PASSAGE TO READ:
------------------------------

The visionary musician Brian Eno long ago
predicted that pop will eat itself - that the relentless appetite
for new expressions of the old emotional themes demand that pop
will regurgitate every sound, signature and hook in its 50-year-old
repertoire. Yet Eno failed to spot that pop would spend the new
millennium dining out on an broadening international cuisine with
a distinctly Eastern flavour (by which we don’t mean the
Spice Girls).
Consider the cultural and semiotic blur at work in the following
vignette: in 2004 Virginian hip hop producer Tim ‘Timbaland’ Mosely – widely
regarded as the world’s most influential hitmaker alongside
LA’s Dr Dre and Pharrell Williams of N*E*R*D – visited
London on a promo tour. At his request he was escorted round Southall,
the principally Anglo-Indian borough at London’s western
edge, by Jay Sean, Rishi Rich and Juggy D, local heroes whose fusion
of transatlantic R&B and subcontinental Indian sounds have
made them MTV stars in both the UK and India. Tim flexed £3,000-worth
of plastic on CDs of Indian desi and bhangra recommended by the
trio of crisply-attired rude-bhoys, with a view to widening his
palette of sample material.
Resembling absolutely nothing from pop’s back catalogue,
Timbaland’s 2001 production ‘Get UR Freek On’ for
Missy Elliot blew pop apart. Its ruthlessly spare combination of
sitar, dhol and rap sounded unnervingly, futuristic and alien,
yet simultaneously ancient. ‘Get UR Freek On’ duly
left critics open-mouthed, searching ineffectually for comparatives.
Meanwhile, precisely no-one in the vicinity of a dancefloor experienced
any uncertainty: it rocked.
The Virginian producer wasn’t working in isolation. In 2002,
Dr Dre delivered a global smash with Truth Hurts’ ‘Addictive’ featuring
a sample of the deified Bollywood singer Lata Nangeshkar. In the
depths of New York’s hip hop underground, Erick Sermon’s
club banger ‘React’ lifted liberally from an unnamed
Bollywood sample, both tracks resulting not just in dancefloor
meltdown but also in costly legal settlements.

------------------------------

GIVEN INFORMATION:
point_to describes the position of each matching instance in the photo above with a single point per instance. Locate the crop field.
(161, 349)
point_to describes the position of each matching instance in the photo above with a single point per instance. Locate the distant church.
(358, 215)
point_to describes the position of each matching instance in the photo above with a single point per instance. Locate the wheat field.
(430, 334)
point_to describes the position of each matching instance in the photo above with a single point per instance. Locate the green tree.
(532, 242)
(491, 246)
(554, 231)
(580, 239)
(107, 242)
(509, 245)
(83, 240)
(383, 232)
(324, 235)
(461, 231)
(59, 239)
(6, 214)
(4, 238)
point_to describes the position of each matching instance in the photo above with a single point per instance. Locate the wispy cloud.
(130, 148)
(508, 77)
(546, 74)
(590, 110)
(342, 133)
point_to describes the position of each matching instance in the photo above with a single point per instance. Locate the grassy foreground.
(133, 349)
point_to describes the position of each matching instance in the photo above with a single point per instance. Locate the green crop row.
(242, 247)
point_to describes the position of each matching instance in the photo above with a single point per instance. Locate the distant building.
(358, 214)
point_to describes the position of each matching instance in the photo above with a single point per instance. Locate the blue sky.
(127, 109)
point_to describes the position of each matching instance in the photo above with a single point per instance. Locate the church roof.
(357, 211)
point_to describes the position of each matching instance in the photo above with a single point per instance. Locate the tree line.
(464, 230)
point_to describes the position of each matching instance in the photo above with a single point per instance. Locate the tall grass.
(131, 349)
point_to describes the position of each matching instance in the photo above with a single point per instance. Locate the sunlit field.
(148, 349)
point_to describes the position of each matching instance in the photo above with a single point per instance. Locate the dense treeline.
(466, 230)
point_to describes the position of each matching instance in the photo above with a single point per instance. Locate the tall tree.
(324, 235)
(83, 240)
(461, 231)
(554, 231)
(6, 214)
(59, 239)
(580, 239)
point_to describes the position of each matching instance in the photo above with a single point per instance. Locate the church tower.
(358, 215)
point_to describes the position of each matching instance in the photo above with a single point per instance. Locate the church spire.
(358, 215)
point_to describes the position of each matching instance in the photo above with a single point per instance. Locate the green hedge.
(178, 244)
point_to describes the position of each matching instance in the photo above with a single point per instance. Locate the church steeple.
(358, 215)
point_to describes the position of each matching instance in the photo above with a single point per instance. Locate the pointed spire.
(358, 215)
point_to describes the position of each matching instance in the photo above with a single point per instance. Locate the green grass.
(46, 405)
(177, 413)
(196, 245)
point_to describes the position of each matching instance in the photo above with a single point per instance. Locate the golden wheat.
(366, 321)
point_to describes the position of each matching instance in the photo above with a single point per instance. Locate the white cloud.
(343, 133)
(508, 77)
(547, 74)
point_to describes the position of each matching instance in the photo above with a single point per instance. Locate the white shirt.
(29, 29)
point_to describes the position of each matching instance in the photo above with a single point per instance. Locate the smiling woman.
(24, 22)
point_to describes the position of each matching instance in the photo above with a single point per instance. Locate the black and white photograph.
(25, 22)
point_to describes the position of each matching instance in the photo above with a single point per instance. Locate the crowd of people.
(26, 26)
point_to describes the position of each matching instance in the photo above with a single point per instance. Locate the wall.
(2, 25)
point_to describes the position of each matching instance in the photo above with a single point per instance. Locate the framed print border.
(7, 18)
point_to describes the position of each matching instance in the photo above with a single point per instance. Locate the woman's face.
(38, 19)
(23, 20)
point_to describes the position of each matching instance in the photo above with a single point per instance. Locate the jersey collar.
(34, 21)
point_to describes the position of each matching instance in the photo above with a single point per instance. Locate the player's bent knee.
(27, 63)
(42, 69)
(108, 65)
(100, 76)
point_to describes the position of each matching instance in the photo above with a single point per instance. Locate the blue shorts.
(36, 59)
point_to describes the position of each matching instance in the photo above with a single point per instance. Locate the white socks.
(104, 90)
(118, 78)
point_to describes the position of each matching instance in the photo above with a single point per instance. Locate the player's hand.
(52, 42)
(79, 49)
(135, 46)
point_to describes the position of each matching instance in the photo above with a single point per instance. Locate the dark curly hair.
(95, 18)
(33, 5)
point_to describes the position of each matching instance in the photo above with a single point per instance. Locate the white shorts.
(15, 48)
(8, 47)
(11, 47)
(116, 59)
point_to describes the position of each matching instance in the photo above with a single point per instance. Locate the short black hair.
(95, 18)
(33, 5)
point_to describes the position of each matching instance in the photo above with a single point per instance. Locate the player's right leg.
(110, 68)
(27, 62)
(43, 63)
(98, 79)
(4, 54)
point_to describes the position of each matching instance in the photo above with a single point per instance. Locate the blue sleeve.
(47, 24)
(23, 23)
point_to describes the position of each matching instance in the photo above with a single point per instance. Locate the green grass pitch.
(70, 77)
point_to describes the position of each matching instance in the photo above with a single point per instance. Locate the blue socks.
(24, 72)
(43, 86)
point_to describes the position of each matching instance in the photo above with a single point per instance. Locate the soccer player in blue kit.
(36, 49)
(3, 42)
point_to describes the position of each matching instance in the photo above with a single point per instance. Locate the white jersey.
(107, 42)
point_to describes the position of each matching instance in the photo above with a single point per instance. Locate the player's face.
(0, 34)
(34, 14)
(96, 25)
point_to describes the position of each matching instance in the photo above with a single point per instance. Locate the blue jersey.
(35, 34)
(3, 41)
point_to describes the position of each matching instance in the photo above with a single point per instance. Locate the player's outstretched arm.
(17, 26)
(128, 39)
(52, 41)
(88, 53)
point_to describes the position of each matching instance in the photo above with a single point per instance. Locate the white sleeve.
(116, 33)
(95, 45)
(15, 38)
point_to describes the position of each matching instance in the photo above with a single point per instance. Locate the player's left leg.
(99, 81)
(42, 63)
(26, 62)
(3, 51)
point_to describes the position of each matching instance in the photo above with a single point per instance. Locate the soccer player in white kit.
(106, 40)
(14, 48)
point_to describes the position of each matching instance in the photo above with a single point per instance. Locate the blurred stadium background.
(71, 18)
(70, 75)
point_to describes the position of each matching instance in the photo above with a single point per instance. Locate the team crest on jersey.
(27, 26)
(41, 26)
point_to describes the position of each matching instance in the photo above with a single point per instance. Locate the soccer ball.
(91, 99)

------------------------------

REQUIREMENTS: Resume the piece on Indian and Bollywood sounds in hip hop and pop, picking up after its last sentence about the costly legal settlements and not after the entries.

FINAL RESULT:
But après Tim, le déluge, because where hip hop
producers now lead, pop inevitably follows. Continuing the music
business’s standard practice of blanding-out and repackaging
the innovations of marginal, generally black musicians, we channel-hop
MTV to see pop attempting the dance of the seven veils in a variety
of jiggy modes.
This is often a clear case of stylistic tourism conceptualised
in the laboratory of pop demographics – in particular Britney
Spears sexless belly dance to ‘I’m A Slave 4 U’,
or Holly Valance’s borrowing of the Turkish snake-charm melody
of ‘Simarik’ with her ‘Kiss Kiss’. More
marketing manoeuvres than a genuine fusions, it’s a safe
bet Britney’s next outing will have precisely nothing to
do with middle-Eastern culture, and it also speaks volumes that
the latter singer’s career has petered out into obsolescence.
Other instances, like Shakira’s ‘Eyes Like Yours’,
reveal greater depth and substance to the Orientalist flirtation.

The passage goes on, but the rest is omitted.